* _PAGE EXTRACT_
# VG33ET questions



## BeyondBiscuits2 (Jan 18, 2006)

I am thinking about building a VG33ET for my '85 300ZX 2+2, but I've some questions to ask if anyone has some answers. So far my research has answered most, but I'm finding it difficult on a few things. First, I have a line on a complete VG33E from a '98 Pathfinder. Vehicle is totaled (side impact), but engine looks to be in good shape and undamaged. I am also planning on buying a spare VG30E or VG30ET to scavenge parts from (i.e. crank, cams, accessories, intake, etc.). Here are my questions I can't find answers to:

1. Has anyone built a VG33ET using a 30E crank and cams? If so, am I looking at the stock 33E compression ratio of 8.9:1, or the 30E ratio of 9.02:1? I assume the pistons are practically identical, and the only difference in ratio comes from an increased bore. Also, as I plan to swap cams, even if I use a 30E crank, should I find a set of 30ET cams for the more aggressive profile?

2. If a VG33ET has been build from 30E guts, how does it compare to one built from 30ET components? I assume it is similar to a NA2T conversion, but I cannot confirm this.

3. Best turbo combination? I have a line on a T3 manifold from a '84-'86 model, but I can also get the T2 manifold from the '87+. I'd prefer to run a T3/T4 hybrid around 8lbs, but I'd settle for a T28 or T25 at 10-12lbs. I'm not looking for a monster engine here, probably something around 300hp. A colleague has Nistune and can tune the engine, and I am also planning on using Mitsubishi 390cc injectors, being low impedence and readily available. The car already has a Walpro 255lph fuel pump installed.

Before anyone asks, I plan on completely rebuilding the VG33 before I run it. New bearings, engine seals, valve stem seals, heads dipped and decked, etc. I might even splurge and get the heads deburred, who knows! Needless to say, it is going to be a project, and nothing is going to happen overnight. I'd appreciate any input anyone can give!


----------



## jdg (Aug 27, 2009)

And the brakes?


----------



## BeyondBiscuits2 (Jan 18, 2006)

* _EXTRACTED INFORMATION_

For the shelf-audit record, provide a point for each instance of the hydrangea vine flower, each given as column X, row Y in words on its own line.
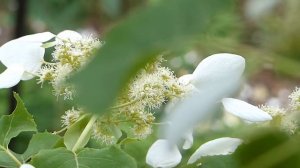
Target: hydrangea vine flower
column 22, row 57
column 245, row 110
column 26, row 166
column 163, row 155
column 215, row 78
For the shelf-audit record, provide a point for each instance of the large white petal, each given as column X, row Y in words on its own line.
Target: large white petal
column 245, row 110
column 188, row 140
column 218, row 68
column 73, row 36
column 199, row 103
column 11, row 76
column 38, row 37
column 220, row 146
column 163, row 155
column 28, row 54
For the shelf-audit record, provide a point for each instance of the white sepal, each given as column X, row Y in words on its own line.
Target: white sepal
column 11, row 76
column 209, row 89
column 245, row 110
column 163, row 155
column 68, row 35
column 26, row 166
column 220, row 146
column 188, row 140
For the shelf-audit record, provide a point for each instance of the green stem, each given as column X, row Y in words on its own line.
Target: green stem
column 11, row 155
column 85, row 133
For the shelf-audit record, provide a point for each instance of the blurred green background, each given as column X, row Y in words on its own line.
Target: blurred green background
column 265, row 32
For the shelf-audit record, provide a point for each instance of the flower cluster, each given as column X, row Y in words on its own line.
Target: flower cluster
column 286, row 118
column 72, row 51
column 149, row 89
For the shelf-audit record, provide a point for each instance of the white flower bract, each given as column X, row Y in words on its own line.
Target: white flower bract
column 220, row 146
column 245, row 110
column 163, row 155
column 25, row 52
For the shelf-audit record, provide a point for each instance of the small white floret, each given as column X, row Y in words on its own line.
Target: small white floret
column 26, row 166
column 220, row 146
column 163, row 155
column 68, row 35
column 11, row 76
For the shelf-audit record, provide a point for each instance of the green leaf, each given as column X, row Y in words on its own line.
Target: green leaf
column 87, row 158
column 11, row 126
column 6, row 161
column 40, row 141
column 269, row 148
column 164, row 26
column 74, row 131
column 19, row 121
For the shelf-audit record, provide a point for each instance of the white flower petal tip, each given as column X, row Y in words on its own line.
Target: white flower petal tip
column 11, row 76
column 220, row 146
column 185, row 79
column 26, row 166
column 38, row 37
column 245, row 110
column 163, row 155
column 218, row 68
column 29, row 55
column 188, row 140
column 70, row 35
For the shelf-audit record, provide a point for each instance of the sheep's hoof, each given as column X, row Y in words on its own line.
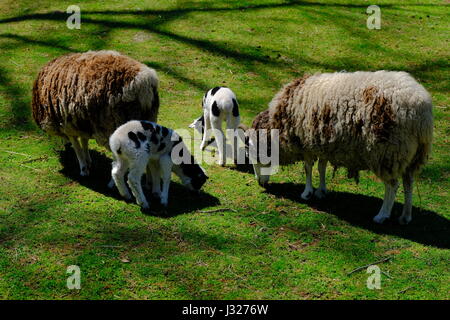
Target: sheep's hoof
column 127, row 196
column 156, row 195
column 111, row 184
column 379, row 218
column 320, row 193
column 307, row 195
column 404, row 220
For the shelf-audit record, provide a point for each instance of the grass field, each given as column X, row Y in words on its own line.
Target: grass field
column 271, row 245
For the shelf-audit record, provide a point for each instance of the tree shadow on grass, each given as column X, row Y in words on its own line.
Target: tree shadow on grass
column 181, row 200
column 427, row 227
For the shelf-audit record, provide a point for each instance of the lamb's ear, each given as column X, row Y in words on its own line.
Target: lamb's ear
column 196, row 122
column 243, row 127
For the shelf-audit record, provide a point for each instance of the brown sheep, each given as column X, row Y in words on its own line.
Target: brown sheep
column 84, row 96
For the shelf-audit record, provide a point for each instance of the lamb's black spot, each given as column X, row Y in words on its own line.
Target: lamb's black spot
column 146, row 125
column 161, row 146
column 210, row 141
column 215, row 110
column 154, row 138
column 133, row 137
column 164, row 131
column 193, row 171
column 235, row 108
column 214, row 90
column 175, row 143
column 141, row 136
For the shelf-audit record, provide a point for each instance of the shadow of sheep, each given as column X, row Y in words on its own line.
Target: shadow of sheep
column 427, row 227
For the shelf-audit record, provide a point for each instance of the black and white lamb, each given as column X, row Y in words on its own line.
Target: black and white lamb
column 379, row 121
column 140, row 145
column 82, row 96
column 219, row 104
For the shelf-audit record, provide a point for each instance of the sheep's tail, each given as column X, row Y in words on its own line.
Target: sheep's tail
column 425, row 137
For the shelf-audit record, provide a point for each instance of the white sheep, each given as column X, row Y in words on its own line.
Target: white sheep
column 84, row 96
column 379, row 121
column 219, row 104
column 137, row 145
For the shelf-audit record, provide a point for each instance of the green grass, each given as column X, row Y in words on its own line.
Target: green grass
column 271, row 245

* _STATED EXERCISE_
According to the VG33ET forum thread, what fuel pump is already installed in the car?

* _TASK ANSWER_
A Walpro 255lph fuel pump.